▶ [What is needed]:
Print each of the lines below word for word, but omit the pictures.

▶ [Supplied data]:
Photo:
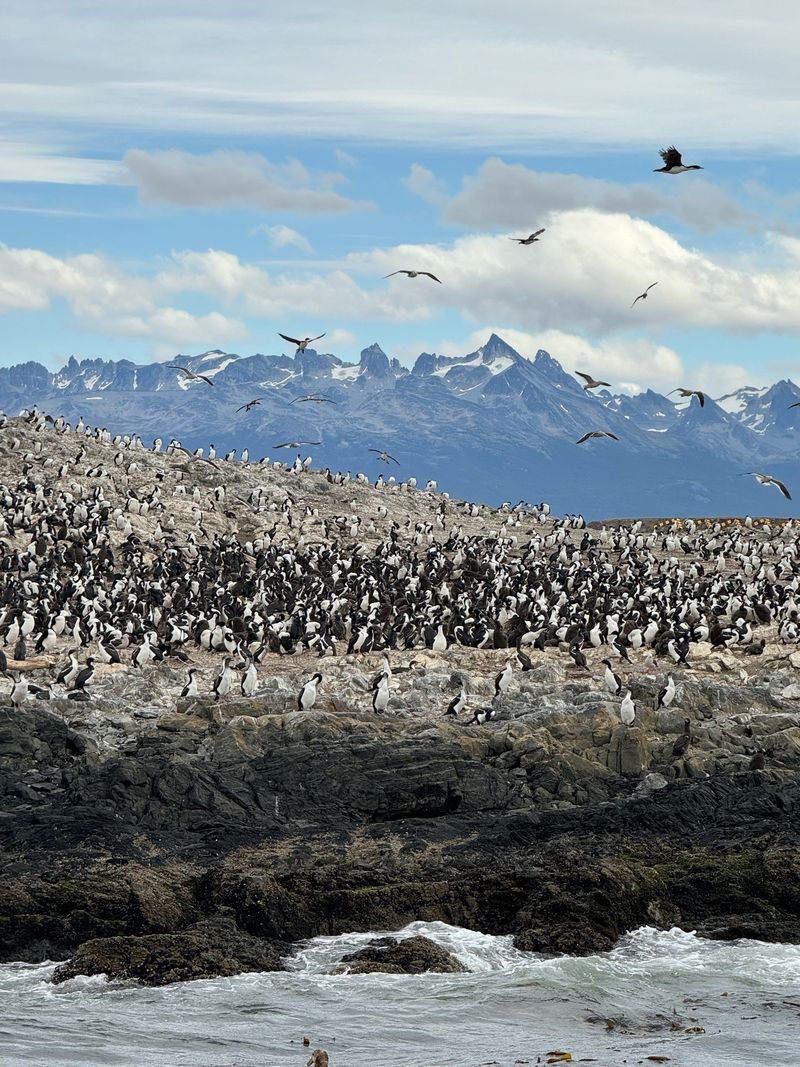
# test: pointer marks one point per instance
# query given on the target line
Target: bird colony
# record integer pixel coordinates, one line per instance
(120, 560)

▶ [Task result]:
Photo:
# test: pointer marks one point per instance
# query given on the target line
Target: bird colony
# record integer pixel coordinates, one line per instance
(120, 560)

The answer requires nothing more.